AIM 1
Please return the records unchanged, starting at the line that contains "Thank you for the photograph. Please indicate the metal fence" and ending at the last line of the records.

SUPPLIED TEXT
--*--

Combining the energy estimate (15) with the estimates of the first, second and third term in Sect. 4 we obtain the estimate

$$\begin{aligned} \partial _t E_\varepsilon (t,\xi )\le (K_\varepsilon (t,\xi )+C_2\varepsilon \langle \xi \rangle +C_3)E_\varepsilon (t,\xi ), \end{aligned}$$

(36)

where \(K_\varepsilon (t,\xi )\) defined in (19) in Sect. 4.1 has the property (20), i.e.

--*--

MATERIAL FOR THIS EXERCISE
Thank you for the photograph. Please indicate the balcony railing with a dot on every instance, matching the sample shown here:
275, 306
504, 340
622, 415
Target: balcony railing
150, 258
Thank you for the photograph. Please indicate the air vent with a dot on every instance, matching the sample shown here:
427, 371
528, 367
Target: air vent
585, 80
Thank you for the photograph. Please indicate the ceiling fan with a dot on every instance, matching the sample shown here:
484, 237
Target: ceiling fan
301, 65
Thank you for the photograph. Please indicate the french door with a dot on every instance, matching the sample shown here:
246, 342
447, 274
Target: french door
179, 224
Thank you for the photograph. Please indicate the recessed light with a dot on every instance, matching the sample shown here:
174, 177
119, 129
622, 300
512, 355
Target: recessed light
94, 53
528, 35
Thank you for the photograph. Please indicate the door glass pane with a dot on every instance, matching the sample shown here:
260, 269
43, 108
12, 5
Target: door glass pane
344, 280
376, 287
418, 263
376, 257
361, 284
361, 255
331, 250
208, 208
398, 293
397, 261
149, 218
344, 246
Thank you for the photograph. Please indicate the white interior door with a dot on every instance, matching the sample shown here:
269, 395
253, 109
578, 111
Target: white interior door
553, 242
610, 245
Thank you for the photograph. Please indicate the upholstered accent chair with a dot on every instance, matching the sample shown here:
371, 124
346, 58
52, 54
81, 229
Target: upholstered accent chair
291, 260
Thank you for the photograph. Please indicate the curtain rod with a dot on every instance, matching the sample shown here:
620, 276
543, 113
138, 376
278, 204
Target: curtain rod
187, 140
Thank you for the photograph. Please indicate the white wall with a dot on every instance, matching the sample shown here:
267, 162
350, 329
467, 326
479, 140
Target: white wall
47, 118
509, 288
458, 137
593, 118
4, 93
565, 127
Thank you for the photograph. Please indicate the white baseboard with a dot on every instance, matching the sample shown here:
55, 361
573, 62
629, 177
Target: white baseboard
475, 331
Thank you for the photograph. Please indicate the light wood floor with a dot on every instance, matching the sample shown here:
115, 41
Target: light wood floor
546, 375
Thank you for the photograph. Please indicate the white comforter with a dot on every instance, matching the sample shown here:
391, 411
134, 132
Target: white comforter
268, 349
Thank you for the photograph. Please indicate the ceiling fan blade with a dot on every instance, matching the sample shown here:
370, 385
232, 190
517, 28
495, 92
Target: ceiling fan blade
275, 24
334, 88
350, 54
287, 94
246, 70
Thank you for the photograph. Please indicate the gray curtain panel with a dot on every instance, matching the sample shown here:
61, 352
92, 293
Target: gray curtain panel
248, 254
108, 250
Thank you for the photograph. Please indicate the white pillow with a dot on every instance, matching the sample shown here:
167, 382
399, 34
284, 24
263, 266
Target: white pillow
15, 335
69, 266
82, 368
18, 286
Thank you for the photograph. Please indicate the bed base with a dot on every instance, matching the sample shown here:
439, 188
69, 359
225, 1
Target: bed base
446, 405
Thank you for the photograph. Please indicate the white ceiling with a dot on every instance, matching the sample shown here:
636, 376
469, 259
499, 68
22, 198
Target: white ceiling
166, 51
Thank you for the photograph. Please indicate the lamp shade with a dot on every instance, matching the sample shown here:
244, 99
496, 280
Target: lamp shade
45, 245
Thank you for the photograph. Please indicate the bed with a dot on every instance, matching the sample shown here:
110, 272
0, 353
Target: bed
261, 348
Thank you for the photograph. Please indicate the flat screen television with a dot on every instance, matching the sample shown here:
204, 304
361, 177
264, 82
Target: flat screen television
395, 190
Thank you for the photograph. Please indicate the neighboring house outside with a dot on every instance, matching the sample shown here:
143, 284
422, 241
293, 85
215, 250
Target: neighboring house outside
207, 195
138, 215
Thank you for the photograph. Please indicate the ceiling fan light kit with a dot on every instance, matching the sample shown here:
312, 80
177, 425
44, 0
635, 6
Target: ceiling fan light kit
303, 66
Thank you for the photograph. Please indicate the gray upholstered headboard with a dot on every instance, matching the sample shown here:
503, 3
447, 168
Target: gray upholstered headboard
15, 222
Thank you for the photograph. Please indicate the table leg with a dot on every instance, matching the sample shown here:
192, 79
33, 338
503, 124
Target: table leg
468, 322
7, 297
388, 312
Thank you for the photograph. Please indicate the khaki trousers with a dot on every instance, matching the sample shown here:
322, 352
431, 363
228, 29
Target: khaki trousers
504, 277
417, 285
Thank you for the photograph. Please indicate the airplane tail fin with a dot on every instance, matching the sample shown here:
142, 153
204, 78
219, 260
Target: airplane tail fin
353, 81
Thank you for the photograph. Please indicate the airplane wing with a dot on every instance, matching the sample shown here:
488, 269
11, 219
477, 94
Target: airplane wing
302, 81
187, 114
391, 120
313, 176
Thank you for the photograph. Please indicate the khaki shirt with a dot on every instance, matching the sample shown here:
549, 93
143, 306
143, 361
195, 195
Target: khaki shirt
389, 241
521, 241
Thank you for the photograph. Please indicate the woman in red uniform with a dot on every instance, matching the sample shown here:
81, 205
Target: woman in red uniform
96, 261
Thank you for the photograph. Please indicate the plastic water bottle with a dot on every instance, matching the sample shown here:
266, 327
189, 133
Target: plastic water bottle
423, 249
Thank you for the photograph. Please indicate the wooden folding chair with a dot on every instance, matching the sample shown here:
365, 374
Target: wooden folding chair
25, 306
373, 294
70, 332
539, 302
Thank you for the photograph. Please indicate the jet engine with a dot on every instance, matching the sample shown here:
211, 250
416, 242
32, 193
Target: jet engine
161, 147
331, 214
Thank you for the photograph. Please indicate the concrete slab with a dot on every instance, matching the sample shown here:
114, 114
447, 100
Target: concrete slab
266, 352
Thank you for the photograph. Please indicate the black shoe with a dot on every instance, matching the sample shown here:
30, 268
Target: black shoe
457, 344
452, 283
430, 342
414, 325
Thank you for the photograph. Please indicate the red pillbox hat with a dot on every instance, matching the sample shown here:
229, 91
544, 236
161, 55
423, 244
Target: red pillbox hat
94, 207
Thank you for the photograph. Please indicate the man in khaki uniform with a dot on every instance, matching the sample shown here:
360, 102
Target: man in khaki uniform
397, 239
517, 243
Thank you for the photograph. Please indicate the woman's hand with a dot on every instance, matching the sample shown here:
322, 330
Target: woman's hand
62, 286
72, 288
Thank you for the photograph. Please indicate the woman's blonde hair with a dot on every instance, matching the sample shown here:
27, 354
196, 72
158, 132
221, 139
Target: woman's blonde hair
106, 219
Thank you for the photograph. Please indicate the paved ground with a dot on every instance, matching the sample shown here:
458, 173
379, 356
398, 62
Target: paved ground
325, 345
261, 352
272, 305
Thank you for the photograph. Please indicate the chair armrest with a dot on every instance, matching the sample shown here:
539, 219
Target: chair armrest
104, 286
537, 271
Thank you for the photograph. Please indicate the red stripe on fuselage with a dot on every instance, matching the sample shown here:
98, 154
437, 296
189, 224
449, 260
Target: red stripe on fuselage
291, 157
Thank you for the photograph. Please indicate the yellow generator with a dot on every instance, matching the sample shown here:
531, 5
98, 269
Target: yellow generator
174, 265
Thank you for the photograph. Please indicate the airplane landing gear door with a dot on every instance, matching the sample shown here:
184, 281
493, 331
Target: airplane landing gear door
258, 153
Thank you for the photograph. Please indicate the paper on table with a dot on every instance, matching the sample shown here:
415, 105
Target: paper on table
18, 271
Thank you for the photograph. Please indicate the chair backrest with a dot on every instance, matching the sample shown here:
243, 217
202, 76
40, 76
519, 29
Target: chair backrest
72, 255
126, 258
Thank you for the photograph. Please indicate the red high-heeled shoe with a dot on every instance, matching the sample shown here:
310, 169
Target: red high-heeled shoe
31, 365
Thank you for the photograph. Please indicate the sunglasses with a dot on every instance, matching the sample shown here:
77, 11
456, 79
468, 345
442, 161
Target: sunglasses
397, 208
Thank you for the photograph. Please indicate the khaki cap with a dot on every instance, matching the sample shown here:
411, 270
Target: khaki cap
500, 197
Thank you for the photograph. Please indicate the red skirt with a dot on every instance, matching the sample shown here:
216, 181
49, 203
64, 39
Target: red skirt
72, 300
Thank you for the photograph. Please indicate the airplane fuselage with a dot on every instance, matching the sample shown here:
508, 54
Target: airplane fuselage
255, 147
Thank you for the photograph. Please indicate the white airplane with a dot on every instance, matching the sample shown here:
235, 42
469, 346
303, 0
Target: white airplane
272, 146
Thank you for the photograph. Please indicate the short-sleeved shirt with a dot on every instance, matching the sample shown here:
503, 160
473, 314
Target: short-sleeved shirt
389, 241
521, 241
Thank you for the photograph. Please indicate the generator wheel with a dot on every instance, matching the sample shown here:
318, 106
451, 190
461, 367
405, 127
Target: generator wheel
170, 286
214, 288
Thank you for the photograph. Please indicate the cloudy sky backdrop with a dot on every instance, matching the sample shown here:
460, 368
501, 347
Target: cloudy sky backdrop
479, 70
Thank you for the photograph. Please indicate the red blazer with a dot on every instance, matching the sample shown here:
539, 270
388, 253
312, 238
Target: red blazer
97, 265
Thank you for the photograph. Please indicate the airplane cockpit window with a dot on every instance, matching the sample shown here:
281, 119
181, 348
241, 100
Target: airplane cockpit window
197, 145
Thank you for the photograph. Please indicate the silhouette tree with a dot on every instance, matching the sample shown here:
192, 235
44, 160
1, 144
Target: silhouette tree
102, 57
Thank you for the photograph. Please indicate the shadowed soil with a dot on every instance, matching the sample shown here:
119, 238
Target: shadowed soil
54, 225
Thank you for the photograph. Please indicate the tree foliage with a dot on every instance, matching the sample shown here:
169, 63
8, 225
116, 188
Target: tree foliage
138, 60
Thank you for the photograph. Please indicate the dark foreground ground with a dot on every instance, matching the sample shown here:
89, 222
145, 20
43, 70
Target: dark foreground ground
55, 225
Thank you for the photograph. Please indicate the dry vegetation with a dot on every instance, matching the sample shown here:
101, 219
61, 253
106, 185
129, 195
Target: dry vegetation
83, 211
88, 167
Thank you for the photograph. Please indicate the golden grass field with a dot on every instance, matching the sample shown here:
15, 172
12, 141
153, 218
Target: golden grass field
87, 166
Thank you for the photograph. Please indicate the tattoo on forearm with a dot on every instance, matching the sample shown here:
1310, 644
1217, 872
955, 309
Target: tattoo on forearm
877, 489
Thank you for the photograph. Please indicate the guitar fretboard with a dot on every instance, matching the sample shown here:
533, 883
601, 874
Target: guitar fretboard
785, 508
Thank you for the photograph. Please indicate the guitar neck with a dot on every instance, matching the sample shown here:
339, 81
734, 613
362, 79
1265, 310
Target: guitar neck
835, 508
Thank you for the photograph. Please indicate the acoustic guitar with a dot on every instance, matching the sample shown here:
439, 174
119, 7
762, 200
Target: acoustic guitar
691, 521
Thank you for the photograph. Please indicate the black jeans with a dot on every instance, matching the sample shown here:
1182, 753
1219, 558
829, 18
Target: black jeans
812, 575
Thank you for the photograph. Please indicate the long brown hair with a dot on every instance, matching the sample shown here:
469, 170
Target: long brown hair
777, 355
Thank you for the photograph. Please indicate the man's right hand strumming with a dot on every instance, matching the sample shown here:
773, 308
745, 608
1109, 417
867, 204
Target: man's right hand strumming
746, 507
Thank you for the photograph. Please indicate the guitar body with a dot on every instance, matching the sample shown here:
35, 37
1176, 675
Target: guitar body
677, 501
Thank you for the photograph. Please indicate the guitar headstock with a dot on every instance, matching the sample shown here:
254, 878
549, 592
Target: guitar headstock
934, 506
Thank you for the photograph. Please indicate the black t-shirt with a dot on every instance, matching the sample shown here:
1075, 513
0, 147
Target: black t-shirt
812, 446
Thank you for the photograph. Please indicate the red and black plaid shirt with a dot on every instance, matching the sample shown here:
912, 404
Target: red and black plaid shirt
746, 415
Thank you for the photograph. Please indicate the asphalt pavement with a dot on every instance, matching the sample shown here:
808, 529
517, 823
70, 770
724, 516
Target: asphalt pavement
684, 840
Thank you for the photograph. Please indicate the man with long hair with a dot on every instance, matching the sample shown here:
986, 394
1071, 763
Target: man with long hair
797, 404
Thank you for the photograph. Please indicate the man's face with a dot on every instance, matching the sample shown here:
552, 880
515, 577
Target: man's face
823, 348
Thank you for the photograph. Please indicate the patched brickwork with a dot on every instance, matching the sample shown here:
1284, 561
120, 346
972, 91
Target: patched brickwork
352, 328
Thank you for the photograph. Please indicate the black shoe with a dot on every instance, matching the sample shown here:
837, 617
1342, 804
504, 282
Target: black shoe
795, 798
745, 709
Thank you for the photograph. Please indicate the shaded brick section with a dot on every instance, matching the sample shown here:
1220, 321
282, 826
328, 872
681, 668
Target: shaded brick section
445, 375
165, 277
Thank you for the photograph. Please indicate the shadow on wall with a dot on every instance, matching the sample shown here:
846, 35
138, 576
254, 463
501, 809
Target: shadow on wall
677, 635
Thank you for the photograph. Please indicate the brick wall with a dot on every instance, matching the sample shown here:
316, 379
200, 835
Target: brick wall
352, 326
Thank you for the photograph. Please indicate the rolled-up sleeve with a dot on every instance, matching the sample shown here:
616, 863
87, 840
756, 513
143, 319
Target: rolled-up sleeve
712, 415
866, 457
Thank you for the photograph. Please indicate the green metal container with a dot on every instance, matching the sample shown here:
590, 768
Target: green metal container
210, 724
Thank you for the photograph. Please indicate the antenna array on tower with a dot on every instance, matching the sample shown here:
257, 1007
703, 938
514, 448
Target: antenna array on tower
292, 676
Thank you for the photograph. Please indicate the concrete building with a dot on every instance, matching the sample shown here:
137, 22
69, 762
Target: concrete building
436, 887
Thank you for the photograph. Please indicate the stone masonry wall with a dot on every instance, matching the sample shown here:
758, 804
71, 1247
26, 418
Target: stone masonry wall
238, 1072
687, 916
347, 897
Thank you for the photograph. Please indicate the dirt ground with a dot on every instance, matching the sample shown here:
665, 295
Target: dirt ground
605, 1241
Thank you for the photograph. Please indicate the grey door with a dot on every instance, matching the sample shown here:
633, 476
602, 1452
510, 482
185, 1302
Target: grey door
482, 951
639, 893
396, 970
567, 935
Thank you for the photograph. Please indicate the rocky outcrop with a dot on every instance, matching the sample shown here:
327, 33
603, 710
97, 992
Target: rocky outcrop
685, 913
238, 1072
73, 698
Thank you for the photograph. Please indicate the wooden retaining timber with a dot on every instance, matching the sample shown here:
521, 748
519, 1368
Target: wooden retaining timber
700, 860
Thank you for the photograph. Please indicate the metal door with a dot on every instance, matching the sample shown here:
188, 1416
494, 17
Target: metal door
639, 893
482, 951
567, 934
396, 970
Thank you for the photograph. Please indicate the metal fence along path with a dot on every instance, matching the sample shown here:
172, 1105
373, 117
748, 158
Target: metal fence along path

--*--

AIM 2
List every number that appears in parentheses in the energy-estimate passage.

EXERCISE SOLUTION 1
Thank you for the photograph. Please indicate the metal fence along path with a dot on every instance, matching the sample shown here:
172, 1105
373, 117
748, 158
Target: metal fence along path

EXERCISE SOLUTION 2
(15), (36), (19), (20)